--- START Selected text ---

In 1884, the community of Elba set itself off from the town by incorporating as a village.

In 1948, as his "Whistle Stop" Campaign Tour passed through, Harry Truman referred to the onion smell from the local muck fields.  He then stated that the town should be renamed "Smelba" .

Elba had three mines under its main land, which originated in 1788.

Geography
According to the United States Census Bureau, the town has a total area of 35.7 square miles (92.5 km2), all  land.

The north town line is the border of Orleans County (town of Barre).

Part of the Alabama Swamp is in the northwest corner of the town, through which flows Oak Orchard Creek.

North-South NYS 98 and east-west NYS 262 intersect in Elba village.

USGS maps of the area name the section including Ridge Road as "Bulgary Ridge". Prior to more recent maps, in 1897 USGS maps, the area was called "Vulgary".

Torrey Farms, one of the largest farms in New York, is located in the town of Elba.

--- END Selected text ---
--- START Available data ---

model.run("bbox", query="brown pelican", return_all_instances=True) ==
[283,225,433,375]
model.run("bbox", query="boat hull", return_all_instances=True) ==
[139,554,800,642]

--- END Available data ---

- _Short problem_: Set down word for word the passage of the Elba text above between "The north town" and "in Elba village.", inclusive.

- _Final result_:
The north town line is the border of Orleans County (town of Barre).

Part of the Alabama Swamp is in the northwest corner of the town, through which flows Oak Orchard Creek.

North-South NYS 98 and east-west NYS 262 intersect in Elba village.